Stored data entries:
:::

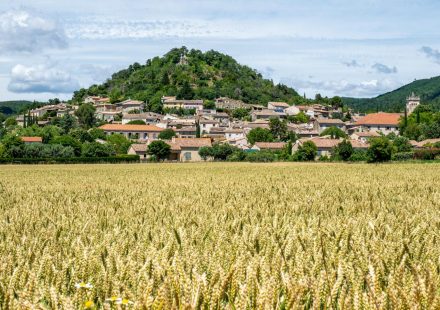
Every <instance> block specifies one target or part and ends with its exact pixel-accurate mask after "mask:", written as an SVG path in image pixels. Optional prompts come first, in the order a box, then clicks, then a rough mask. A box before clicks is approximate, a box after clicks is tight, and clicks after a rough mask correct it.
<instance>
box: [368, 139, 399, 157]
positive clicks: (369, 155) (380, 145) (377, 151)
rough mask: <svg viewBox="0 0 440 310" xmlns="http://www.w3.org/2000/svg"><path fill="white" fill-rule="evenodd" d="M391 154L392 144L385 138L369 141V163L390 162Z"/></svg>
mask: <svg viewBox="0 0 440 310" xmlns="http://www.w3.org/2000/svg"><path fill="white" fill-rule="evenodd" d="M392 154H393V143H392V142H391V141H390V140H389V139H388V138H386V137H380V138H374V139H371V144H370V147H369V148H368V157H369V161H370V162H385V161H389V160H391V155H392Z"/></svg>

:::

**About this task**
A faithful, word-for-word copy of the records above, pictures left out, is the answer.

**Answer space**
Every <instance> block specifies one target or part and ends with its exact pixel-accurate mask after "mask:", written as an SVG path in image pixels. Optional prompts come first, in the order a box, then clicks, then a rough mask. A box before clicks is approximate, a box after clicks is tight, and clicks after a rough mask correct it.
<instance>
box: [368, 139, 399, 157]
positive clicks: (369, 155) (380, 145) (377, 151)
rough mask: <svg viewBox="0 0 440 310" xmlns="http://www.w3.org/2000/svg"><path fill="white" fill-rule="evenodd" d="M391 154L392 144L385 138L369 141V163L390 162Z"/></svg>
mask: <svg viewBox="0 0 440 310" xmlns="http://www.w3.org/2000/svg"><path fill="white" fill-rule="evenodd" d="M392 154H393V143H392V142H391V141H390V140H389V139H388V138H386V137H380V138H374V139H371V144H370V147H369V148H368V157H369V161H370V162H385V161H389V160H391V155H392Z"/></svg>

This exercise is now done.